### Teks Pilihan

* * * * *

Header diajeng Cermin vs Kamera. foto/istockphoto

Fotografer Nadia Meli di Cosmopolitanmenuturkan, penampilan seseorang dapat terlihat berbeda dalam tiap lensa kamera.

Lensa kamera akan membuat tubuh dan wajah kita terlihat rata karena menangkapnya dalam format dua dimensi—berbeda dengan mata kita yang melihat penampilan diri sendiri di cermin secara tiga dimensi.

Masih melansir sumber yang sama, fotografer Fever Dream menambahkan bahwa jarak fokus antara kamera dan objek (focal lengths) dapat mengubah bentuk wajah seseorang menjadi lebih lebar atau lebih kecil—tergantung cara penggunaannya.

Misalnya, ketika kamu mengambil foto seseorang dalam jarak dekat dengan focal length yang pendek (di-zoom), maka hasilnya akan memiliki efek lensa fisheye yang membuat hidung dan dahi objek foto jadi terlihat lebih lebar.

Maka dari itu, fotografer profesional biasanya akan mengambil gambar dari jarak yang cukup jauh dan memanfaatkan fitur zoom untuk menangkap detail tertentu yang diinginkan.

Dalam rangka mendapatkan foto yang paling sempurna, fotografer profesional biasanya juga akan memotret ratusan gambar dan kemudian menyeleksi yang terbaik.

* * * * *

### Data
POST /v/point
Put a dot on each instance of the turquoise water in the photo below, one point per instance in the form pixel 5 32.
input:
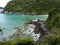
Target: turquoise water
pixel 10 21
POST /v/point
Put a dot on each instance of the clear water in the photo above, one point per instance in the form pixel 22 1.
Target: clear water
pixel 10 21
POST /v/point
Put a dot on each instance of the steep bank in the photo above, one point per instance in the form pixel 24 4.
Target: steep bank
pixel 32 6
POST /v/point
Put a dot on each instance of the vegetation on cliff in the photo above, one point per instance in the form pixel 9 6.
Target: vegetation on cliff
pixel 32 6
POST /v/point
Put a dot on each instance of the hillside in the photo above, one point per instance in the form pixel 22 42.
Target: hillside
pixel 32 6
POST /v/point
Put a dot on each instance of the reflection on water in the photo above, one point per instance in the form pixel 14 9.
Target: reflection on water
pixel 10 21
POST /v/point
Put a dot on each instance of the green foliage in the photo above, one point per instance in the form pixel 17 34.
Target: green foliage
pixel 32 6
pixel 25 41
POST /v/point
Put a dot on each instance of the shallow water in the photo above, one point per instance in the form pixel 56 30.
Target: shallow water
pixel 10 21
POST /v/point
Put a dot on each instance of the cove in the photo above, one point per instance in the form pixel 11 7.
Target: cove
pixel 10 21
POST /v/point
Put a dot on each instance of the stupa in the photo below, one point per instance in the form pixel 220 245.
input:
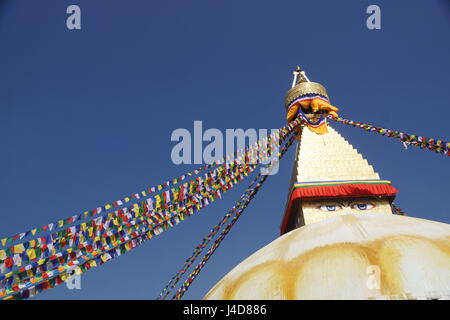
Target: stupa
pixel 340 235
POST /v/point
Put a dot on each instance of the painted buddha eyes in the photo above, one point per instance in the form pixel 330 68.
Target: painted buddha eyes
pixel 330 207
pixel 356 206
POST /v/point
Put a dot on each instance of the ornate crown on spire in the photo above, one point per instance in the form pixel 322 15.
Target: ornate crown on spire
pixel 301 86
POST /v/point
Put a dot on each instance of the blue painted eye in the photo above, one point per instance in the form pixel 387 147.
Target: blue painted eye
pixel 362 206
pixel 330 207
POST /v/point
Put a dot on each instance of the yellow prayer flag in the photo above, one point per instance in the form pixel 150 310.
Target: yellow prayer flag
pixel 31 253
pixel 18 248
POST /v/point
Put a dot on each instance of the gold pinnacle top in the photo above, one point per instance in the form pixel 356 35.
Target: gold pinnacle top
pixel 301 86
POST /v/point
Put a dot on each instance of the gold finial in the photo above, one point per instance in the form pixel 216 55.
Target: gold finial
pixel 299 76
pixel 301 85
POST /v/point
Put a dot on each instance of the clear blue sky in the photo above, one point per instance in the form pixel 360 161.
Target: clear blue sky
pixel 86 116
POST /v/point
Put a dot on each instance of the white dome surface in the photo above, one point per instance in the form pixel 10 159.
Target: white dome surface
pixel 353 256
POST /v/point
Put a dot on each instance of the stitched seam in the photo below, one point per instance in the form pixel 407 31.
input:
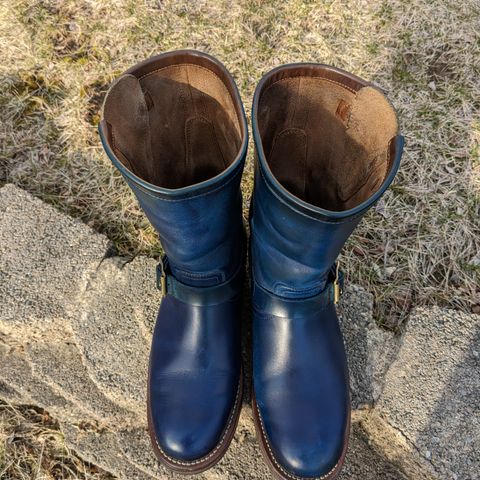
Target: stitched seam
pixel 220 187
pixel 278 197
pixel 204 459
pixel 289 475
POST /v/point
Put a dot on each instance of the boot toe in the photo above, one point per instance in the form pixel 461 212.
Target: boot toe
pixel 305 460
pixel 188 432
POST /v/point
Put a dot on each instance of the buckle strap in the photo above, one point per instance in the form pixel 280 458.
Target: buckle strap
pixel 201 296
pixel 267 302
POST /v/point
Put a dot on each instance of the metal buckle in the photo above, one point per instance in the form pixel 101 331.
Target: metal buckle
pixel 337 289
pixel 162 276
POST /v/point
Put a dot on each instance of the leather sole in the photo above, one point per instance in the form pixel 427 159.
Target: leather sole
pixel 214 456
pixel 278 471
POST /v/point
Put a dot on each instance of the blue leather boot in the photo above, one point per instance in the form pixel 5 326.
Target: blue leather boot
pixel 327 148
pixel 174 126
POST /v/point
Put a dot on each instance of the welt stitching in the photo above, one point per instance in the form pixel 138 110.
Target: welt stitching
pixel 204 459
pixel 289 475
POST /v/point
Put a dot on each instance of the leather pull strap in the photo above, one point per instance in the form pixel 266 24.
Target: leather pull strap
pixel 200 296
pixel 272 304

* * * * *

### Latihan Tertulis 1
Kutip dengan tepat sebagian teks tentang cermin dan kamera di atas. Mulailah dari kata-kata yang memuat "Lensa kamera akan" dan berhentilah setelah "secara tiga dimensi.".
### Latihan Tertulis 2
Ambil semua baris dalam daftar di atas yang mengandung kata "eyes", lalu salin baris-baris tersebut tanpa perubahan.

### Jawaban Lengkap 1
Lensa kamera akan membuat tubuh dan wajah kita terlihat rata karena menangkapnya dalam format dua dimensi—berbeda dengan mata kita yang melihat penampilan diri sendiri di cermin secara tiga dimensi.

### Jawaban Lengkap 2
Put a dot on each instance of the painted buddha eyes in the photo above, one point per instance in the form pixel 330 68.
Target: painted buddha eyes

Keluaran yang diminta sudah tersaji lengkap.